EXERCISE AIM: As you work through the listing below, copy each line exactly and drop the images.

STORED DATA:

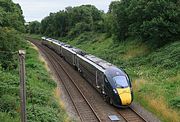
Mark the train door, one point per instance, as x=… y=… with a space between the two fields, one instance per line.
x=74 y=55
x=99 y=80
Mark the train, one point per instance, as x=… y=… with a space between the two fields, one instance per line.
x=111 y=82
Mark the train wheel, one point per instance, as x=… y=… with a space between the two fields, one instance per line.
x=111 y=101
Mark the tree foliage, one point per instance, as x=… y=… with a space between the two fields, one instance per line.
x=11 y=23
x=71 y=22
x=155 y=21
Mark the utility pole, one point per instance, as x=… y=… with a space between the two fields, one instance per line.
x=22 y=84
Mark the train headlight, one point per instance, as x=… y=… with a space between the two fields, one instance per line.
x=115 y=91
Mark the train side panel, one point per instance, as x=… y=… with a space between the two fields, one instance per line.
x=68 y=56
x=93 y=75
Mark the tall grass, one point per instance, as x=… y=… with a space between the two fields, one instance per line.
x=155 y=74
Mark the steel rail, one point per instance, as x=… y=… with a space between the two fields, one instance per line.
x=55 y=67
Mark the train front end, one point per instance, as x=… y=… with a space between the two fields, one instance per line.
x=120 y=89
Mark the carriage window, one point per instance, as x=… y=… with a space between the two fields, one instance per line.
x=106 y=80
x=121 y=81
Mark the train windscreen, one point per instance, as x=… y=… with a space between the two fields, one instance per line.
x=121 y=81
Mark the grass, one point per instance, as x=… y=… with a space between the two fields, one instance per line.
x=42 y=105
x=155 y=73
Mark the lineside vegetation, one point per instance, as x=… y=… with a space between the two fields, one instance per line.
x=141 y=36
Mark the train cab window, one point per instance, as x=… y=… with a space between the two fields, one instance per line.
x=121 y=81
x=106 y=80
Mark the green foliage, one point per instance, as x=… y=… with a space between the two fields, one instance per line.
x=41 y=104
x=11 y=15
x=11 y=41
x=11 y=21
x=156 y=22
x=71 y=22
x=34 y=27
x=157 y=68
x=175 y=102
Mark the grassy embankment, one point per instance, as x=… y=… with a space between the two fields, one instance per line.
x=42 y=100
x=155 y=73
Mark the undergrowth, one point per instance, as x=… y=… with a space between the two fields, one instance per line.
x=155 y=73
x=41 y=103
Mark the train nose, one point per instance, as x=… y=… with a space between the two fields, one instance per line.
x=125 y=95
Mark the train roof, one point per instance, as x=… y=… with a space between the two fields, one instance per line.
x=79 y=51
x=104 y=64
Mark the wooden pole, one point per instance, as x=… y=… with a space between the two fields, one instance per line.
x=22 y=85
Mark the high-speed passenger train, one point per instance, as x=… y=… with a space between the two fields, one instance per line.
x=113 y=83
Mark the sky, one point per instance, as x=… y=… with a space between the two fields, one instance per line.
x=38 y=9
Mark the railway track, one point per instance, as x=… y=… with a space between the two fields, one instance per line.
x=84 y=108
x=131 y=115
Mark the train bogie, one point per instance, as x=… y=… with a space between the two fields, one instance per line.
x=112 y=82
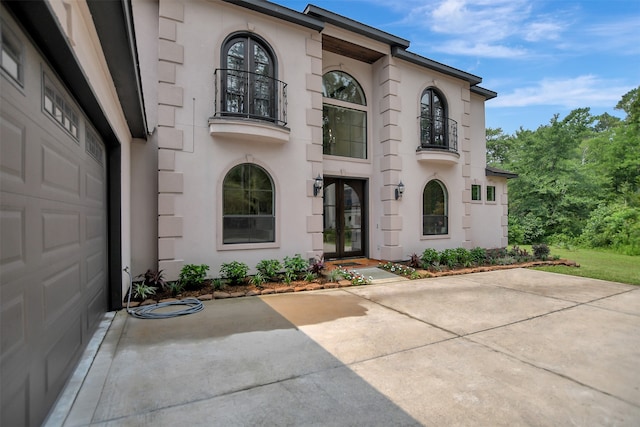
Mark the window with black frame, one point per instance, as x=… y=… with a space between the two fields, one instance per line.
x=249 y=86
x=344 y=116
x=435 y=219
x=435 y=126
x=248 y=210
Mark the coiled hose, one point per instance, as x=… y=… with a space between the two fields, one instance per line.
x=194 y=305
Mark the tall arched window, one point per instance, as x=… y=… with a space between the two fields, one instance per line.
x=248 y=209
x=436 y=130
x=435 y=219
x=344 y=116
x=248 y=79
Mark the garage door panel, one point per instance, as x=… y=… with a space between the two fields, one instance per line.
x=15 y=407
x=12 y=149
x=54 y=246
x=13 y=318
x=94 y=195
x=13 y=231
x=59 y=173
x=60 y=229
x=57 y=360
x=60 y=290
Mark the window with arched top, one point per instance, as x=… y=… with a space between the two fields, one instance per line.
x=248 y=205
x=344 y=116
x=435 y=219
x=249 y=86
x=436 y=129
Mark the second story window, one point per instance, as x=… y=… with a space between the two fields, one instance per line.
x=247 y=79
x=344 y=116
x=437 y=131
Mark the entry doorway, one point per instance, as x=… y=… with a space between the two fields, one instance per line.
x=345 y=217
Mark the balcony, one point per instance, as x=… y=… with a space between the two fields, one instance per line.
x=438 y=141
x=249 y=106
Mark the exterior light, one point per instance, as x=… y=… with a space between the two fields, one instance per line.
x=399 y=190
x=317 y=185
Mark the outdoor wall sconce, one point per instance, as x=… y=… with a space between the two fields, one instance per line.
x=399 y=190
x=317 y=185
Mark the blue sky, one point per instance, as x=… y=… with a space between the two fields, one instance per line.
x=542 y=57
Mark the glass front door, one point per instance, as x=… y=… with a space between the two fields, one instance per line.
x=344 y=218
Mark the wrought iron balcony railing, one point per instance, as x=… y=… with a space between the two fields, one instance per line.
x=438 y=134
x=250 y=95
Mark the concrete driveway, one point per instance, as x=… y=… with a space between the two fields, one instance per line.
x=513 y=347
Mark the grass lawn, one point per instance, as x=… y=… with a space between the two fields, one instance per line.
x=597 y=264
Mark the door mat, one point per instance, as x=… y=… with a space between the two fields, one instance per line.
x=379 y=275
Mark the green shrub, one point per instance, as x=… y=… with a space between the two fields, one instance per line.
x=449 y=257
x=217 y=284
x=463 y=257
x=176 y=287
x=235 y=272
x=541 y=251
x=142 y=291
x=430 y=257
x=269 y=268
x=295 y=266
x=258 y=280
x=334 y=275
x=478 y=255
x=192 y=275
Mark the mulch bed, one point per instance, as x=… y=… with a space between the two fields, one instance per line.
x=208 y=292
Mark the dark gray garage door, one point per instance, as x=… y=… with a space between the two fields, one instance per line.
x=53 y=224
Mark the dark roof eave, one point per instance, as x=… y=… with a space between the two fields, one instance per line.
x=280 y=12
x=488 y=94
x=434 y=65
x=356 y=27
x=491 y=171
x=42 y=25
x=114 y=24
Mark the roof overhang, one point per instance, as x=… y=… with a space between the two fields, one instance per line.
x=434 y=65
x=114 y=24
x=355 y=26
x=41 y=24
x=488 y=94
x=280 y=12
x=491 y=171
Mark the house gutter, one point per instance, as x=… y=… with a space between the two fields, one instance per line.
x=280 y=12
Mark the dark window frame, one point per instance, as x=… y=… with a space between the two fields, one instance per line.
x=248 y=79
x=435 y=219
x=336 y=100
x=251 y=214
x=476 y=192
x=14 y=49
x=491 y=196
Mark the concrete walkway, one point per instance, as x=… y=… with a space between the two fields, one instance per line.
x=513 y=347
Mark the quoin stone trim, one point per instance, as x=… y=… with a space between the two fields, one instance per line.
x=170 y=139
x=391 y=162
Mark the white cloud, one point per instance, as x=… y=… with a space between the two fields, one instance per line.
x=484 y=28
x=462 y=47
x=577 y=92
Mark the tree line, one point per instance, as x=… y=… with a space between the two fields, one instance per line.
x=578 y=178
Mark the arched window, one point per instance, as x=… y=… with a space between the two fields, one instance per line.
x=344 y=116
x=435 y=209
x=248 y=81
x=248 y=209
x=436 y=130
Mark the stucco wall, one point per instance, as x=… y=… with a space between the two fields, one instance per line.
x=193 y=159
x=77 y=23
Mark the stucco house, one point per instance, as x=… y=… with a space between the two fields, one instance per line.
x=159 y=133
x=283 y=133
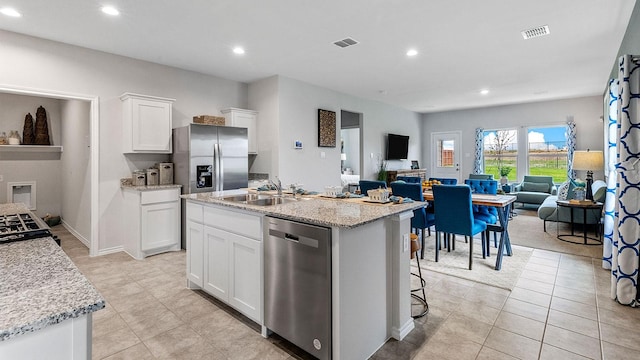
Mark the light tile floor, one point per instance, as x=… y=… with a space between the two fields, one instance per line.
x=559 y=309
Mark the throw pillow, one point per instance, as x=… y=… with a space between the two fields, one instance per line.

RESULT OF THIS TASK:
Mark the train door, one point per instance, as x=… y=… with a space between the two fields, one instance per line.
x=74 y=55
x=99 y=80
Mark the train, one point per instance, as x=… y=… with a space between the two fields, one instance per line.
x=111 y=82
Mark the train wheel, one point per instance, as x=… y=… with a space between the two fields, one instance per line.
x=111 y=101
Mark the tree foliage, one point per instance, as x=… y=… with a space between the two fields, one instance per line.
x=11 y=23
x=71 y=22
x=155 y=21
Mark the utility pole, one point per instance, as x=… y=… with a space between the two fields, one instance per line.
x=22 y=84
Mark the train headlight, one point per instance, as x=… y=… with a space between the two fields, one instance per line.
x=115 y=91
Mark the train side panel, one point per instance, as x=… y=… with a space between the two fields, one instance per line.
x=68 y=56
x=93 y=75
Mark the tall grass, one point per instance, as x=… y=… with a space between the two fields, one instance per line.
x=155 y=74
Mark the steel rail, one point per instance, as x=… y=… with a space between the two fields, one instance per line.
x=55 y=67
Mark the train front end, one point per instance, as x=… y=… with a space between the two fields, one instance per line.
x=120 y=89
Mark the carriage window, one point per instance, as x=… y=… with a space between the two fields, one instance per line.
x=106 y=80
x=121 y=81
Mark the train windscreen, one point per instance, as x=… y=… with a space between the two fields, one instance per line.
x=121 y=81
Mark the grass, one point per instance, as x=… y=… with a space between the two fields, one instance per line.
x=42 y=105
x=155 y=73
Mark the lineside vegetation, one point per instance, as x=… y=… with a space between the two fields, one instance per line.
x=141 y=36
Mark the train cab window, one point per instance, as x=… y=… with a space between the two fields, one instance per line.
x=121 y=81
x=106 y=80
Mark the green foliage, one point per instance, as x=… y=… with a space between the two fields, one instance per line.
x=41 y=104
x=11 y=15
x=11 y=41
x=11 y=21
x=156 y=22
x=71 y=22
x=34 y=27
x=157 y=68
x=175 y=102
Mark the grassy embankment, one point per instance, as x=… y=… with a space between the two fields, one instance per line.
x=42 y=100
x=155 y=73
Mark the undergrowth, one point per instance, as x=… y=… with a space between the two fields, one instance per line.
x=155 y=73
x=41 y=103
Mark the train nose, one point per instance, as x=… y=… with a space between the two fields, one instance per line.
x=125 y=95
Mark the train roof, one point per instance, as x=… y=… with a space between the two fields, one instance per line.
x=79 y=51
x=104 y=64
Mark the wooden pole, one point per instance, as x=… y=… with a space between the two fields, one instance per line.
x=22 y=85
Mark the high-speed passenger train, one point per instance, as x=… y=… with a space between the two fields, one instance per line.
x=113 y=83
Mark the sky, one point per instance, as x=… y=… with a space between the two fields, one instance per line.
x=38 y=9
Mark the railway track, one point per instance, as x=… y=… with a space between the two fields, one instance per line.
x=84 y=108
x=131 y=115
Mark the train bogie, one point per instance, as x=… y=… with a space between the two fields, one instance per line.
x=112 y=82
Mark the window with black frame, one point per instance, as x=… y=… with a space between the two fields, one instance per line.
x=249 y=86
x=344 y=116
x=435 y=219
x=435 y=126
x=248 y=210
Mark the coiled hose, one point per instance, as x=… y=… with a space between the two fields, one instance per line.
x=194 y=305
Mark the tall arched window, one point per instance, as x=… y=… with a space between the two fields, one instance per line.
x=248 y=209
x=436 y=130
x=435 y=219
x=344 y=116
x=248 y=79
Mark the garage door panel, one point per instance, as x=… y=… with a space between the two fields, one instance per line.
x=15 y=407
x=12 y=149
x=54 y=246
x=13 y=318
x=94 y=195
x=13 y=231
x=59 y=173
x=60 y=229
x=57 y=360
x=60 y=290
Mark the window with arched top, one point per instance, as x=… y=… with a space between the two fields, one instance per line.
x=248 y=205
x=344 y=116
x=435 y=219
x=249 y=86
x=436 y=129
Mark the second story window, one point per instance, as x=… y=… with a space between the two fields, one instance per line.
x=247 y=79
x=344 y=116
x=437 y=131
Mark the entry doorway, one point per instance, as x=… y=… with a space between the two fields, one instance per line.
x=345 y=217
Mark the balcony, one point per instance, as x=… y=… with a space between the two fields, one instance per line.
x=438 y=141
x=249 y=106
Mark the exterior light, one point per instance, as x=… y=… with a space between the two fields, one instance per line.
x=399 y=190
x=317 y=185
Mark the outdoor wall sconce, one point per instance, as x=… y=… with a space between the two fields, one instance per line.
x=399 y=190
x=317 y=185
Mark the blue sky, one point per instance, as x=… y=… with a space between the two fields, one instance per line.
x=542 y=57
Mark the glass front door, one point per instance, as x=… y=… with a space between the two fields, one instance per line.
x=344 y=218
Mark the wrought iron balcony railing, one point per instance, as x=… y=… with a space between the two fields, one instance per line.
x=438 y=134
x=250 y=95
Mark the concrete driveway, one point per instance, as x=… y=… with a space between the two fields, one instance per line.
x=513 y=347
Mark the grass lawn, one point per instance, as x=… y=… with a space between the two fields, one instance per line.
x=597 y=264
Mark the door mat, one point per instance, as x=… y=… with a space between the two fields, one instance per line.
x=379 y=275
Mark the green shrub, one point per instance, as x=… y=… with a space between the two fields, one instance per line.
x=449 y=257
x=217 y=284
x=463 y=257
x=176 y=287
x=235 y=272
x=541 y=251
x=142 y=291
x=430 y=257
x=269 y=268
x=295 y=266
x=258 y=280
x=334 y=275
x=478 y=255
x=192 y=275
Mark the mulch bed, one point per instance, as x=… y=… with a space between the two fields, one instance per line.
x=208 y=292
Mark the dark gray garage door, one point per instance, as x=… y=… with a space between the two fields, one instance per line.
x=53 y=224
Mark the dark roof eave, one point per instance, as x=… y=… with a space between the two fields, one instance per line.
x=280 y=12
x=488 y=94
x=434 y=65
x=356 y=27
x=491 y=171
x=42 y=25
x=114 y=24
Mark the roof overhang, one point per instance, as x=… y=… with a space between the two fields, one instance per line.
x=434 y=65
x=114 y=24
x=355 y=26
x=41 y=24
x=488 y=94
x=280 y=12
x=491 y=171
Mark the house gutter, one point per instance, as x=… y=… with a space between the two fields, one instance per line.
x=280 y=12
Mark the dark window frame, one point per instance, as x=… y=… with a space between the two fields, one instance per line.
x=248 y=79
x=435 y=219
x=336 y=100
x=251 y=214
x=476 y=192
x=14 y=49
x=491 y=196
Mark the concrete walkway, one point per instance, as x=… y=… with a space between the two fields, one instance per line.
x=513 y=347
Mark the quoin stone trim, one point per instance, as x=… y=… with a space between the two fields, one instance per line.
x=170 y=139
x=391 y=162
Mark the white cloud, one point per instance, as x=… y=… with a space between the two fields, one instance per line.
x=484 y=28
x=462 y=47
x=577 y=92
Mark the tree line, one point per instance, as x=… y=… with a space between the two fields, one instance per line.
x=578 y=178
Mark the arched window, one point per instance, as x=… y=… with a space between the two fields, one instance per line.
x=344 y=116
x=435 y=209
x=248 y=81
x=248 y=209
x=436 y=130
Mark the stucco wall, one point per instance, as x=… y=… with a space between the two fields, one instance per line.
x=193 y=159
x=77 y=23
Mark the stucco house, one point per instance, as x=… y=… with a space between the two fields, one instance per line.
x=159 y=133
x=283 y=133
Mark the light tile floor, one point per instance, as x=… y=… with a space between the two fields, one instance per line.
x=559 y=309
Mark the throw pillow, one point per instance, as x=… y=… with a space between the two fields, one instance per line.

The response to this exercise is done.